§ Listed records:
============================================================
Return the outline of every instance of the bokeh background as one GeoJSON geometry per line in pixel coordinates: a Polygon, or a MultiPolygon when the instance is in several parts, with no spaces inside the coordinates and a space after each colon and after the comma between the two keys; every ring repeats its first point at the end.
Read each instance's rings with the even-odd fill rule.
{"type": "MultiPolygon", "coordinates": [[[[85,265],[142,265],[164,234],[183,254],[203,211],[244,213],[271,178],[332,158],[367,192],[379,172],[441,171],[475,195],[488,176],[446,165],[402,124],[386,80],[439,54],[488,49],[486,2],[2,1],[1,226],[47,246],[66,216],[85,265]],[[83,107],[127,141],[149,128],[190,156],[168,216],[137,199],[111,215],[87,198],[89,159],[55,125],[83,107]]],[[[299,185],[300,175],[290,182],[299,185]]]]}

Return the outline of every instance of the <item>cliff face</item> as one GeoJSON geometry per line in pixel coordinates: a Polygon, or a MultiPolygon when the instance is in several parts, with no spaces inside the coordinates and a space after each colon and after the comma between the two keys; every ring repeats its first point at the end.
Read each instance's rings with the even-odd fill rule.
============================================================
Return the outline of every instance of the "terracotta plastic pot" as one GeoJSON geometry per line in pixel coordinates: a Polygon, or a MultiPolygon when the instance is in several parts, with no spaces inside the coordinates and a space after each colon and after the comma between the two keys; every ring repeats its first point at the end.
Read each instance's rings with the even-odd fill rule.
============================================================
§ Short exercise: Which lines in the records above contain the string "after" with the same capitalization? Report each of those lines in full.

§ Correct response:
Return the outline of every instance of the bokeh background as one GeoJSON geometry per line in pixel coordinates: a Polygon, or a MultiPolygon when the instance is in several parts, with no spaces inside the coordinates and a space after each colon and after the comma between the two keys; every ring repeats its first point at the end.
Return the outline of every instance of the <item>cliff face</item> as one GeoJSON geometry per line in pixel coordinates: a Polygon, or a MultiPolygon when the instance is in several parts, with no spaces inside the coordinates and a space after each colon and after the comma between the two keys; every ring repeats its first point at the end.
Return the outline of every instance of the "terracotta plastic pot" as one GeoJSON geometry per line in pixel coordinates: a Polygon, or a MultiPolygon when the instance is in several parts, with no spaces inside the coordinates and a space after each colon and after the comma between the two keys; every ring repeats its first point at the end.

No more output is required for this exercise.